* Actions to take
1. Decide whether each statement agrees with the passage on Galileo's move to Florence: (a) Galileo published Sidereus Nuncius in March 1610; (b) Galileo named the moons of Jupiter after the Venetian Senate; (c) Galileo's new appointment required him to teach classes. For each, answer yes or no and quote the words of the passage that decide it.
2. Write what follows the passage on Galileo's move to Florence, picking up after its final sentence.

* Reading passage
Despite enjoying the honors bestowed upon him by the Venetian Senate, Galileo continued to negotiate for a new appointment in Florence, where his former pupil, Prince Cosimo de Medici, had become Grand Duke Cosimo II. When, in March 1610, he published his discovery of the lunar surface and the moons of Jupiter in a Latin treatise entitled Sidereus Nuncius, or "The Starry Messenger," he went so far as to dedicate the work to Cosimo, and even named the newly discovered moons the "Medicean Stars," after the Medici family. Galileo was soon rewarded for his efforts at wooing the powerful family: in June of 1610, he gained appointment as "First Mathematician of the University of Pisa, and First Mathematician and Philosopher to the Grand Duke," as well as a sizable annual salary, and exemption from the obligation to teach classes. He abandoned Venice and Padua for Florence and Pisa without a backward glance–ending his decade-long relationship with Marina Gambi, the mother of his children for the sake of his ambition–and while there was great rejoicing in Tuscany, the Venetians cursed his duplicity and arrogance.

* Dataset extract
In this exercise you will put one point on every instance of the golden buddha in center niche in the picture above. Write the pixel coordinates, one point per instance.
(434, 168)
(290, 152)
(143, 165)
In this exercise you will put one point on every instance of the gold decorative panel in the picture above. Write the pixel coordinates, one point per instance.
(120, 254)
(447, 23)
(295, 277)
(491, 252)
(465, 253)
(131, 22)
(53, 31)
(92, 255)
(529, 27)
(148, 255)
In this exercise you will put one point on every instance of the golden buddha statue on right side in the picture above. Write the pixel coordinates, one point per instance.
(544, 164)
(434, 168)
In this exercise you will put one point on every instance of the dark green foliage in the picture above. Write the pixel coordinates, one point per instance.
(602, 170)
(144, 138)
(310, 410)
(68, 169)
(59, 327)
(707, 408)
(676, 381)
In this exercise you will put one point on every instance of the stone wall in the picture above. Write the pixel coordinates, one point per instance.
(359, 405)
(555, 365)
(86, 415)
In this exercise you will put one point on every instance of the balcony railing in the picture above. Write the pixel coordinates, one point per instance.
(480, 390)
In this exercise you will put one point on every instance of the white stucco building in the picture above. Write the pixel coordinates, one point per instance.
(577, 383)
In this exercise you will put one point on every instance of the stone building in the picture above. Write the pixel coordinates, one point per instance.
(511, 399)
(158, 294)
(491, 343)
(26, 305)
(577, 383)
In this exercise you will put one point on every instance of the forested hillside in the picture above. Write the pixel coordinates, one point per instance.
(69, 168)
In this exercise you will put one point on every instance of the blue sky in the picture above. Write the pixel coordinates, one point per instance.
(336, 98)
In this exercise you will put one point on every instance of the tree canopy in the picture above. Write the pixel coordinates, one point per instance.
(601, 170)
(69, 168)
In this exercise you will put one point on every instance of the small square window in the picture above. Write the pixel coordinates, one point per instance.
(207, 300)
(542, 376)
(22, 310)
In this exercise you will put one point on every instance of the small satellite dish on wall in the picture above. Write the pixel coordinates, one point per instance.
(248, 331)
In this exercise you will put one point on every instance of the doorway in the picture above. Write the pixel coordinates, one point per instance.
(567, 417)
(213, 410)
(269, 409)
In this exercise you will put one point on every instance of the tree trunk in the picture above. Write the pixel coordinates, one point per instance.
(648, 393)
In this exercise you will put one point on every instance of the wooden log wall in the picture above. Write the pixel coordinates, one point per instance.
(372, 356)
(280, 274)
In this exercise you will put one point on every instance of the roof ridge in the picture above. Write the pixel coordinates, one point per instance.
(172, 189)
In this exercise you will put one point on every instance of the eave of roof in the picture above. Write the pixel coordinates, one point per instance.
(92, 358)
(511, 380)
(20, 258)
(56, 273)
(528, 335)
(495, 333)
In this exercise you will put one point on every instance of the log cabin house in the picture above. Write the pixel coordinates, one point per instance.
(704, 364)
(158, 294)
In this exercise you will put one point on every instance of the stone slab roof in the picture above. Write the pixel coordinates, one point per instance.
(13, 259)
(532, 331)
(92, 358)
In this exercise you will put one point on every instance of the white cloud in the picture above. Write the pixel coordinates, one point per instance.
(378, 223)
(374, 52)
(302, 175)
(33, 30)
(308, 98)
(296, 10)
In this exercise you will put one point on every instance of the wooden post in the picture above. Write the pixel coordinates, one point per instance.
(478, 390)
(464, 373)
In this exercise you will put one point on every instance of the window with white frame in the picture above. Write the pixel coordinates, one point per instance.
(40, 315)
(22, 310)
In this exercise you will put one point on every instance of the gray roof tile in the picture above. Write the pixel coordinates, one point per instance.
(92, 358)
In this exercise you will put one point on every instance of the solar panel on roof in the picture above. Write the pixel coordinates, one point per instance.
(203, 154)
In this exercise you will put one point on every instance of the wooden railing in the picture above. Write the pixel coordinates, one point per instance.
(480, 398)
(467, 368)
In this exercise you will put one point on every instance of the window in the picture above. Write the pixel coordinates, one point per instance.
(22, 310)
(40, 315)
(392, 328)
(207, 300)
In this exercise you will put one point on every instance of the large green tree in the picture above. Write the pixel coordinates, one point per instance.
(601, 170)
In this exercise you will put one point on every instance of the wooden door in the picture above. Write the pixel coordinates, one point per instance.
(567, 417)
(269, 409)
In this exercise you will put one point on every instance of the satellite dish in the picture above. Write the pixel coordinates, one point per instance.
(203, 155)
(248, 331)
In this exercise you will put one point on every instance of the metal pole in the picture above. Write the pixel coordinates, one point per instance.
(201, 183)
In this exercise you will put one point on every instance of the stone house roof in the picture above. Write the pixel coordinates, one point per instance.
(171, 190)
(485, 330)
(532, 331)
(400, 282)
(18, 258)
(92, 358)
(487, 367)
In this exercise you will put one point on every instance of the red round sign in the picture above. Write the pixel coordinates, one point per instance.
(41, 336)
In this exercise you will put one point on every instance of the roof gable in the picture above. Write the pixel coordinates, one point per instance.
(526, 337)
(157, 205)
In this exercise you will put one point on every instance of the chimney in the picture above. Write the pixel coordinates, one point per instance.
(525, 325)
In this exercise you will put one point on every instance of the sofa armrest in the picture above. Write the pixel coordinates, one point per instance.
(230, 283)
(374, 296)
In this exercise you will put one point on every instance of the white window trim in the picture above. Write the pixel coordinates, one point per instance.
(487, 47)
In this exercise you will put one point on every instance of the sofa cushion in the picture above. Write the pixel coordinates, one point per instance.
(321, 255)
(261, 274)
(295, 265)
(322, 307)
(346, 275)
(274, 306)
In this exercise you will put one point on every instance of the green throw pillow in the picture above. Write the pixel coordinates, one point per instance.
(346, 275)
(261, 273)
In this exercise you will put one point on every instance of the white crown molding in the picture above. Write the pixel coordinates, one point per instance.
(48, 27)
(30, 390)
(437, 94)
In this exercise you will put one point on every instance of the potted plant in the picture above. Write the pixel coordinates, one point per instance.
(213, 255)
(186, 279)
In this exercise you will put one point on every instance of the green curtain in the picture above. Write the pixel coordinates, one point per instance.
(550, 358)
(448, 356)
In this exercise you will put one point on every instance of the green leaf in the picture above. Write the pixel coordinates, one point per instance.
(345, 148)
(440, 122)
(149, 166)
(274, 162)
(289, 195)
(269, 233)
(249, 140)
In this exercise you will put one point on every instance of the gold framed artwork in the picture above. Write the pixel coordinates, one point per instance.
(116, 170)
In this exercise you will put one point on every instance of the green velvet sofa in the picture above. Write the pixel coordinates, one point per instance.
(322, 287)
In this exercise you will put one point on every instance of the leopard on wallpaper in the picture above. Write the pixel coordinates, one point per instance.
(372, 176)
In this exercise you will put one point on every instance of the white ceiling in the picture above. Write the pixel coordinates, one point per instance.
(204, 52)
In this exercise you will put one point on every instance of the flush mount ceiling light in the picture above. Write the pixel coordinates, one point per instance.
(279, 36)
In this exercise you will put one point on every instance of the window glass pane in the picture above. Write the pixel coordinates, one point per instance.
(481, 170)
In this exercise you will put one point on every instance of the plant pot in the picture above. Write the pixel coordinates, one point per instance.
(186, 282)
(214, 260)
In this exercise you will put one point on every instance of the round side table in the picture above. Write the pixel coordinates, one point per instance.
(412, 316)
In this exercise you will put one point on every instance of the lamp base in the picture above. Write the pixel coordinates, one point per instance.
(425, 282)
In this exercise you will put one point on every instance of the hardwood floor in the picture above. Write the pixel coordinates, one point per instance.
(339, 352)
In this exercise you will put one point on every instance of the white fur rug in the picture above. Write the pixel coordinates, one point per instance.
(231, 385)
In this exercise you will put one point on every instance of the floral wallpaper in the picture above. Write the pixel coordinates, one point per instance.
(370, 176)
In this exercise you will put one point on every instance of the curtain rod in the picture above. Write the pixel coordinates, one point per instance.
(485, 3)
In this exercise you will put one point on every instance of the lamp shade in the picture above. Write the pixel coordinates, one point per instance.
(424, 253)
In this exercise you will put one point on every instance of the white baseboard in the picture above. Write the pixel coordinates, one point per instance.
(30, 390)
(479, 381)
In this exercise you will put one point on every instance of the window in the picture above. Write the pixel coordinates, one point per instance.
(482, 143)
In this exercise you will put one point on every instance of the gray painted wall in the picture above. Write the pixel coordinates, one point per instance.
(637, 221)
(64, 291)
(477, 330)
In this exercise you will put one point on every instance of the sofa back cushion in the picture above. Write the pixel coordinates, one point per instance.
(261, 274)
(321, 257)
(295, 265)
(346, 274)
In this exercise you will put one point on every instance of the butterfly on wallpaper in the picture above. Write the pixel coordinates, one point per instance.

* Answers for the exercise
1.
(a) Yes: "When, in March 1610, he published his discovery of the lunar surface and the moons of Jupiter in a Latin treatise entitled Sidereus Nuncius"
(b) No: "after the Medici family"
(c) No: "exemption from the obligation to teach classes"

2.
Galileo was arrogant, certainly, but by the end of 1610 he seemed to have reason to be. Sidereus Nuncius had gained fame as the wonder of Europe, as philosophers and scientists marveled at the new vistas opened by Galileo's telescope, and kings and princes clamored to have the Italian astronomer name his ever-increasing discoveries after them. And the discoveries kept coming. In July 1610, the scientist had glimpsed the rings of Saturn–although he mistakenly believed them to prove Saturn's existence as in fact three stars in a row, rather than a planet. Then, in December of the same year, he found that Venus, like the moon, went through phases; this provided key evidence for the Copernican system, since it suggested the Venus orbited the sun just as the moon orbited the earth. In April of 1611, Galileo announced the existence of sunspots, confirming the observations of a German astronomer, Johannes Fabricius, and then, by charting them over a period of months, he concluded that the sun actually rotated.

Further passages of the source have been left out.